— The request —
Copy all of the entries below word for word, keeping every line unchanged.

— Excerpted data —
START
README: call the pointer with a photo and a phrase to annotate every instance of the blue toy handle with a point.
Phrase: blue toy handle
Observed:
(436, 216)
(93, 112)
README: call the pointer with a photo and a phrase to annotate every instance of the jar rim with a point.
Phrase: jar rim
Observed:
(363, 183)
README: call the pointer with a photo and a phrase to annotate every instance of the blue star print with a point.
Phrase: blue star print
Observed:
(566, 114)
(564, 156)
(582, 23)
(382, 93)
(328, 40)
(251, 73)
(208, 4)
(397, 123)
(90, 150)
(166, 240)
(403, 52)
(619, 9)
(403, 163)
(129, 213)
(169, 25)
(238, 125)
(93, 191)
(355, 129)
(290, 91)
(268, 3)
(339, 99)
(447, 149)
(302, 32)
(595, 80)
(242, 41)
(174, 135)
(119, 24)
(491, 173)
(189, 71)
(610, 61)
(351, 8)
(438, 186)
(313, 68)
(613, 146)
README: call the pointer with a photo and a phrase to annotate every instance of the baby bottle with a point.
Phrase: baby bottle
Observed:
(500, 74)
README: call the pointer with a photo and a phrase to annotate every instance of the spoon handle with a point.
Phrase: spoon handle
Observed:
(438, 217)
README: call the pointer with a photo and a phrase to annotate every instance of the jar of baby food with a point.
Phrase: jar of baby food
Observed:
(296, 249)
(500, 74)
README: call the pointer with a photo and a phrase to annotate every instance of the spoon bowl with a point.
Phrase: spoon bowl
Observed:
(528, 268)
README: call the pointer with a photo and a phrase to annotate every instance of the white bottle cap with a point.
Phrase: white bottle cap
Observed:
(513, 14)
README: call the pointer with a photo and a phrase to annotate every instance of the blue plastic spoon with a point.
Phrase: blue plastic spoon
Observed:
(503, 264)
END
— Worked solution —
README: call the pointer with a photo and a phrase to annotate every instance of the blue toy handle with a point.
Phrase: blue toy handle
Observed:
(436, 216)
(93, 112)
README: call the pointer with a photo and a phrase to annotate every instance of the jar rim with a point.
Phrase: jar rim
Observed:
(363, 183)
README: call the pointer with a photo and a phrase to annotate every instance of the blue star print with a point.
Phrase: blue star print
Observed:
(566, 114)
(564, 156)
(582, 23)
(382, 93)
(328, 40)
(251, 73)
(208, 4)
(397, 123)
(90, 150)
(166, 240)
(403, 52)
(619, 9)
(403, 163)
(129, 213)
(169, 25)
(238, 125)
(93, 191)
(355, 129)
(290, 91)
(268, 3)
(339, 99)
(447, 149)
(302, 32)
(595, 80)
(242, 41)
(174, 135)
(119, 24)
(491, 173)
(189, 71)
(610, 61)
(351, 8)
(438, 186)
(313, 68)
(613, 146)
README: call the pointer with a photo and a phrase to annotate every instance of the baby bottle with a point.
Phrase: baby bottle
Observed:
(500, 74)
README: call the pointer with a photo and a phrase to annotate every instance of the spoon handle with a point.
Phrase: spoon handle
Observed:
(438, 217)
README: call the pointer with a photo and a phrase to annotate every instance of the jar of baby food with a point.
Phrase: jar of baby food
Observed:
(296, 249)
(500, 74)
README: call the pointer with a photo and a phrase to annotate every instance of the spoon bowl with a point.
Phrase: spoon bowl
Observed:
(528, 268)
README: call the pointer with a photo and a phrase to annotate every instance of the white bottle cap with a point.
Phrase: white bottle cap
Observed:
(513, 14)
README: call the pointer with a photo and a phrase to annotate every instance of the blue plastic spoon with a point.
Phrase: blue plastic spoon
Observed:
(503, 264)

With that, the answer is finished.